▶ [Aim of the exercise] Reproduce the data verbatim from the line that contains "# test: pointer drops one pin on the crossed" through the end of the data, inclusive.

····················

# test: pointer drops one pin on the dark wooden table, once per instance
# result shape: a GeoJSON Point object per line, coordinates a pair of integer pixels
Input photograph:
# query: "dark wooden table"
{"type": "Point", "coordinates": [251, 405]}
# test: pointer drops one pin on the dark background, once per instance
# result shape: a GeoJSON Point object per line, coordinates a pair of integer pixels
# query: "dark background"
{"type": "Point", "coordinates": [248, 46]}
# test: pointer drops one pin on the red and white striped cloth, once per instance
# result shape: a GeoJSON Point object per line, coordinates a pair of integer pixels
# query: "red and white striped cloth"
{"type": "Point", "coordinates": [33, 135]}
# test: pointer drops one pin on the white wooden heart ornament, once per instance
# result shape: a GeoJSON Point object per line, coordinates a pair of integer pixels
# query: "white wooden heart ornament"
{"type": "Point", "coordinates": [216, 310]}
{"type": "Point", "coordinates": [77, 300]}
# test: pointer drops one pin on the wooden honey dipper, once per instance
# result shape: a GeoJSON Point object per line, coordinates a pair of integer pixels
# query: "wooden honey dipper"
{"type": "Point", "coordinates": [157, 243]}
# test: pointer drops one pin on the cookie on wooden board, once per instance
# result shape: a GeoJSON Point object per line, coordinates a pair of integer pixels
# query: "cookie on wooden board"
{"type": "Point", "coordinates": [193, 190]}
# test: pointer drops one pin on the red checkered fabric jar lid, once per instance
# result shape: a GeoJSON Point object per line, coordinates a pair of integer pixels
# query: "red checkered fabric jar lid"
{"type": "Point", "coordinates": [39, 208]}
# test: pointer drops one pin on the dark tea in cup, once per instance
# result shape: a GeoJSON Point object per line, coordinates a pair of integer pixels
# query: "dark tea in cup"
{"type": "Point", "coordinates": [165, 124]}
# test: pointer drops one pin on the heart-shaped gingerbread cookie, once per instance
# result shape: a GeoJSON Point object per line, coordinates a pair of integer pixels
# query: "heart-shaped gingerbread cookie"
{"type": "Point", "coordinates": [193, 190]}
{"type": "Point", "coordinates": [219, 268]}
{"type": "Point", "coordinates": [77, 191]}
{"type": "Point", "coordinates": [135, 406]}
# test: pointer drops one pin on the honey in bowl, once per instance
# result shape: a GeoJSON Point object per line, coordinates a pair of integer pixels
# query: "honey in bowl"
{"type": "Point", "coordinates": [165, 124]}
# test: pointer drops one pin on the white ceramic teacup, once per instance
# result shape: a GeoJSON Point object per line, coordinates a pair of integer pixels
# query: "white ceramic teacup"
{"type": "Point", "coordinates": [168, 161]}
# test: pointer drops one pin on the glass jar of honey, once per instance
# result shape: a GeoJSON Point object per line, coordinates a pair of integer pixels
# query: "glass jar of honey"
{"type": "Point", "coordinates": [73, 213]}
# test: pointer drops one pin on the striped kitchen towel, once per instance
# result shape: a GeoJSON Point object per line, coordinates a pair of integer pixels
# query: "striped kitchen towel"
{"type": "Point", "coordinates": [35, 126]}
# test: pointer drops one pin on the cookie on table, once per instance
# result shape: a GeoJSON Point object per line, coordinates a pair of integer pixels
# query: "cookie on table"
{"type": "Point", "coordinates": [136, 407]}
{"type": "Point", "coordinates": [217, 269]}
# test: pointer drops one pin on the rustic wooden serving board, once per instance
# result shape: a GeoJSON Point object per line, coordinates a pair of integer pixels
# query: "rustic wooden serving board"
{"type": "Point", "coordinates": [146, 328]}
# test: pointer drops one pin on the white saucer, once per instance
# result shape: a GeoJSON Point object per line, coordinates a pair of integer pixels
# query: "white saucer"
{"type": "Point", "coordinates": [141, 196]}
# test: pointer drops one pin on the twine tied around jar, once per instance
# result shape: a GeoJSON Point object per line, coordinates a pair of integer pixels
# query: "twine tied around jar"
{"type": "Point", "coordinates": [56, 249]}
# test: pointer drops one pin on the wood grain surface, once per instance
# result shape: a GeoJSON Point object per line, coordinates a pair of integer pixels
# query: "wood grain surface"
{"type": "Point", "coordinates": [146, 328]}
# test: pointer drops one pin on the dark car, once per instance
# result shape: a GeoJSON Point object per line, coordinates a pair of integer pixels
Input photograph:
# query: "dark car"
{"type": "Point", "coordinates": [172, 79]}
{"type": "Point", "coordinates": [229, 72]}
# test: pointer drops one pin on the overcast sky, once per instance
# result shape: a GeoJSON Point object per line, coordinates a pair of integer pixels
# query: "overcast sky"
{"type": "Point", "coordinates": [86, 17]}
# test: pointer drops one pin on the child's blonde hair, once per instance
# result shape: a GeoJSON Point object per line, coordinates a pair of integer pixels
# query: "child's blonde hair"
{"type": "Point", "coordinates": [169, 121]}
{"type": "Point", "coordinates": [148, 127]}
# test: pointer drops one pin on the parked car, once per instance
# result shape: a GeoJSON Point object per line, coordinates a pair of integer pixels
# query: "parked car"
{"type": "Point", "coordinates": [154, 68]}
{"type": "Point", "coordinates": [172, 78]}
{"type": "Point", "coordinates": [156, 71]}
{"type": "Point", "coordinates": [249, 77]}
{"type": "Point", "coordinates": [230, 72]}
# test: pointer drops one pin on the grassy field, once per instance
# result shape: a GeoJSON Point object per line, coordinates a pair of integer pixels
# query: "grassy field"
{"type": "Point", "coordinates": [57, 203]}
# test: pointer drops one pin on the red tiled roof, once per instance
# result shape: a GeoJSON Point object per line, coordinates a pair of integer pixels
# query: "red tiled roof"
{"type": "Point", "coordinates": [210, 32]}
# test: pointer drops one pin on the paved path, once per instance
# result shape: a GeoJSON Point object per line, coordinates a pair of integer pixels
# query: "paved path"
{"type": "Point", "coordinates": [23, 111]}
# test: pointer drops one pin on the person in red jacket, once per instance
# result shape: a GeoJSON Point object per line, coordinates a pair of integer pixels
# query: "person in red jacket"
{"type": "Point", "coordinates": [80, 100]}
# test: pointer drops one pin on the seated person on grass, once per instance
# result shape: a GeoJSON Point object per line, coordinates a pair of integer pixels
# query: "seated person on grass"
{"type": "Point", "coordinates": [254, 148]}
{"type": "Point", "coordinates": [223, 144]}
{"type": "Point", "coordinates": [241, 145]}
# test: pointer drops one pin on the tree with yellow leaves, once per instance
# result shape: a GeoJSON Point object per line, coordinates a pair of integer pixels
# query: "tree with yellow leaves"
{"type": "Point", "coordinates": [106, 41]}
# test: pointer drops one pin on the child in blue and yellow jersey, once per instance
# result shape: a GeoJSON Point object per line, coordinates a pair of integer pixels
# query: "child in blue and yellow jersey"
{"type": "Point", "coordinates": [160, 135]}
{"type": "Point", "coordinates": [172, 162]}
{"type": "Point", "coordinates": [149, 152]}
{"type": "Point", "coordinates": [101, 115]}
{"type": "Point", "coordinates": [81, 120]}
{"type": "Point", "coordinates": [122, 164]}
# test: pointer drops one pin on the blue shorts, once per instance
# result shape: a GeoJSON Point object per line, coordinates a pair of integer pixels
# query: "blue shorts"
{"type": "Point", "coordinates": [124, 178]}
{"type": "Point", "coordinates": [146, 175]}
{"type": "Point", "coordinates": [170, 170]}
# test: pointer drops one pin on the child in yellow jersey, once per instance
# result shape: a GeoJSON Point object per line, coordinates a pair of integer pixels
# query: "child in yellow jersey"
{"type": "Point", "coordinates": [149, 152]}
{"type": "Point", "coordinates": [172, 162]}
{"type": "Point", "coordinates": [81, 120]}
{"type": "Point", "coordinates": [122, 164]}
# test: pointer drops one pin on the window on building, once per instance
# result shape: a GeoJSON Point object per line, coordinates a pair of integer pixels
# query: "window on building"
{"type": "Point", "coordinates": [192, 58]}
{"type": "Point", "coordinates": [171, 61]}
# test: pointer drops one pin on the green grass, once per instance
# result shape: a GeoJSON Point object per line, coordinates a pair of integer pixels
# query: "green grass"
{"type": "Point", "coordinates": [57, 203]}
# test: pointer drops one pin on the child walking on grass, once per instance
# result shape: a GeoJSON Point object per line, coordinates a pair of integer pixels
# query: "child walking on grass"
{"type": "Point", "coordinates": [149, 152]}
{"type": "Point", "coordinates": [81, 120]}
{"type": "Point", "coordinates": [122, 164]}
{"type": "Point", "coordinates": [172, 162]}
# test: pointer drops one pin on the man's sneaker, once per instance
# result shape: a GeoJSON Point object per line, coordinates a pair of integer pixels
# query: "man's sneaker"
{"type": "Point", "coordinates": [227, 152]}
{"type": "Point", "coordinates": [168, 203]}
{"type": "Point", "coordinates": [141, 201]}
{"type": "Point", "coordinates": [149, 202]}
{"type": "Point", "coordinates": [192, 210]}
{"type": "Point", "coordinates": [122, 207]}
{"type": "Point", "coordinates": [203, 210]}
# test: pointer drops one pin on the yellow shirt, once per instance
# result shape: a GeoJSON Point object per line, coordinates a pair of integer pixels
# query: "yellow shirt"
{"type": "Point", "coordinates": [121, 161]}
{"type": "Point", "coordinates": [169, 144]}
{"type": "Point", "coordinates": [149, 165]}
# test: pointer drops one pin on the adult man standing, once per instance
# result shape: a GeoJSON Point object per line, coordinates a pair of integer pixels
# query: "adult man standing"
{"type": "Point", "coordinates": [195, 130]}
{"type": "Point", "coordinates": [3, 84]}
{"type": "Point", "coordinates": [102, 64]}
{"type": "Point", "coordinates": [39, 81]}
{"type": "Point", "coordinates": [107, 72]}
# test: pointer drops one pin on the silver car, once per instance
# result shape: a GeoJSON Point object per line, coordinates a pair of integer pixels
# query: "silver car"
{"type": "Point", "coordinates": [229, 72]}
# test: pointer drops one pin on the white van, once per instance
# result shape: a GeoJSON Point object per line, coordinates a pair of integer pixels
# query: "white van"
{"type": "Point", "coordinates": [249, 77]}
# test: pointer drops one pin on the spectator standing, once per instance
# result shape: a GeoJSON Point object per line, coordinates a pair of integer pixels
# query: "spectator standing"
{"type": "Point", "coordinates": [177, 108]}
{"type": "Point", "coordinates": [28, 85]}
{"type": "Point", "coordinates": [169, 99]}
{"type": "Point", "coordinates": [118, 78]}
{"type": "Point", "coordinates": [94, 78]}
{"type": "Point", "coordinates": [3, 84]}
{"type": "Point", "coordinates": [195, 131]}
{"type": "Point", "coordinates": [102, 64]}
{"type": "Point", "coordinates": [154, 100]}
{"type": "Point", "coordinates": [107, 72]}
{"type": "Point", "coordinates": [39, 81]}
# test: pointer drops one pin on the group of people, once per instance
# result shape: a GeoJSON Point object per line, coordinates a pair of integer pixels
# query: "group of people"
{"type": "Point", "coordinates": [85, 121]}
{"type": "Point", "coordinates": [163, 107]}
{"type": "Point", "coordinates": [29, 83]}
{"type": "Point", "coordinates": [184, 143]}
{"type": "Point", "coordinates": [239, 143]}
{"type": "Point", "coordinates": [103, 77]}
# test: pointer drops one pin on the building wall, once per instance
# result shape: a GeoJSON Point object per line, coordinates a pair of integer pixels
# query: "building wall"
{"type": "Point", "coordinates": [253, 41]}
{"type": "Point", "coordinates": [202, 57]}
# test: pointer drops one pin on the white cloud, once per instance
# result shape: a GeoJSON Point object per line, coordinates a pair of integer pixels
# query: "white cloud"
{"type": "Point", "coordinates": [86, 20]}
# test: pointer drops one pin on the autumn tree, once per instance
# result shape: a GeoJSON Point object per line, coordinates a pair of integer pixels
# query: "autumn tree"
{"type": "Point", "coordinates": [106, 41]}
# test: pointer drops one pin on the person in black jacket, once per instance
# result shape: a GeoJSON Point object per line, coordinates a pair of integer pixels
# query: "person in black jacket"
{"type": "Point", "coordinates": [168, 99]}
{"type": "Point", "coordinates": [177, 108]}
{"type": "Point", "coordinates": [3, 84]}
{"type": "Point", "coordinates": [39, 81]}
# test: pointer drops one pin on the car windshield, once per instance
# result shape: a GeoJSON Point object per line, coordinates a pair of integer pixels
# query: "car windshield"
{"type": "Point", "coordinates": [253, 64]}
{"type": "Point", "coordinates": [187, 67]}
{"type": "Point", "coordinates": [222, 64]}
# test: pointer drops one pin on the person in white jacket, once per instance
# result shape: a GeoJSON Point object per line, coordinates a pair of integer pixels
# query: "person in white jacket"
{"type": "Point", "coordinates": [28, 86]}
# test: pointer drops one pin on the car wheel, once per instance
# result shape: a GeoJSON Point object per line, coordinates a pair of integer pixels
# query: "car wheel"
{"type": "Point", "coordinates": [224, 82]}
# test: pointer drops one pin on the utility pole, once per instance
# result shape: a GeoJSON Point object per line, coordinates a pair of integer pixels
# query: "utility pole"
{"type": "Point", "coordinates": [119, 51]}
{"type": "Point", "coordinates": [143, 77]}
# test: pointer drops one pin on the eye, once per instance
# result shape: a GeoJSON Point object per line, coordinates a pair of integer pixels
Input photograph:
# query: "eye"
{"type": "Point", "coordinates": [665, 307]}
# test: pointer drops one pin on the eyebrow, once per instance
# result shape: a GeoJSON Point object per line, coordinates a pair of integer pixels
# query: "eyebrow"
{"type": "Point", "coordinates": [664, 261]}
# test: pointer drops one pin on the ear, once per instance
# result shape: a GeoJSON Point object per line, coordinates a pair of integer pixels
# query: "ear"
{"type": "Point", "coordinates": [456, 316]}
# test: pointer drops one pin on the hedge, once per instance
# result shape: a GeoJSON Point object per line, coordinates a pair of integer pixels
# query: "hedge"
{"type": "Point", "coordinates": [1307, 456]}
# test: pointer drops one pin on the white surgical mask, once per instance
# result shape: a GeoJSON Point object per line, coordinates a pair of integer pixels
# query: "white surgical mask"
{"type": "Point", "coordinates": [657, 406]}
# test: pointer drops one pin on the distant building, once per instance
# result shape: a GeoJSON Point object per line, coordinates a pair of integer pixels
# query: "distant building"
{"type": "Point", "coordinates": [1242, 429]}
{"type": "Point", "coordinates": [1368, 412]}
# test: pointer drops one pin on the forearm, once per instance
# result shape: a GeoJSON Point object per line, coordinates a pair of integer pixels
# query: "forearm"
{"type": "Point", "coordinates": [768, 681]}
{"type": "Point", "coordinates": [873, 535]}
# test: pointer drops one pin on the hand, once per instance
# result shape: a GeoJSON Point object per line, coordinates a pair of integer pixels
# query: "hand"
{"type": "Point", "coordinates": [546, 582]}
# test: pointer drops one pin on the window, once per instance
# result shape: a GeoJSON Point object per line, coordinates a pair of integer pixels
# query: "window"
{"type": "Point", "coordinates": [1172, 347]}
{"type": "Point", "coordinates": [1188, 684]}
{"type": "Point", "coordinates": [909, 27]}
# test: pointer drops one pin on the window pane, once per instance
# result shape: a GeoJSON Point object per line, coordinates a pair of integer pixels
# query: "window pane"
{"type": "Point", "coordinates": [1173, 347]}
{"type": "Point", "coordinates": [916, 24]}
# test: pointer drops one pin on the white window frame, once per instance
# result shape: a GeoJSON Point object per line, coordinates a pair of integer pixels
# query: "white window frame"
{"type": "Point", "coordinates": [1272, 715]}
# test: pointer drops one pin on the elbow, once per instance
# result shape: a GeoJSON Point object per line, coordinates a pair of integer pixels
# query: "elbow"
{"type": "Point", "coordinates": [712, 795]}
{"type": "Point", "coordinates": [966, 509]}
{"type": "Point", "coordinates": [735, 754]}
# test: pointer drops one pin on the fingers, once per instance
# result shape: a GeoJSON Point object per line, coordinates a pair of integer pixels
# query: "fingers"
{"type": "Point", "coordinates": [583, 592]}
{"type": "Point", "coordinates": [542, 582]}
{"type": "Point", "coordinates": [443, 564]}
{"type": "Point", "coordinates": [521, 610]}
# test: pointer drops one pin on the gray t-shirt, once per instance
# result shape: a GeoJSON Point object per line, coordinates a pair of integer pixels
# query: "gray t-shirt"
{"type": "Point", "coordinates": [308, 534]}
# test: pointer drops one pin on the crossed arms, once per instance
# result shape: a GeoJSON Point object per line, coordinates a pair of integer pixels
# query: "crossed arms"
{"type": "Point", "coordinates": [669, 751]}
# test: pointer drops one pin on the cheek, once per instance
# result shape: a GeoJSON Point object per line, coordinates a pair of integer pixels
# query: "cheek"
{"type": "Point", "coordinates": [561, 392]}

····················

▶ [Task output]
# test: pointer drops one pin on the crossed arms, once per instance
# result shape: a GeoJSON Point object per line, coordinates a pair of integer pixels
# query: "crossed arms"
{"type": "Point", "coordinates": [669, 751]}
# test: pointer drops one pin on the cheek, once per instance
# result shape: a GeoJSON Point object per line, coordinates a pair of integer pixels
# query: "cheek"
{"type": "Point", "coordinates": [561, 392]}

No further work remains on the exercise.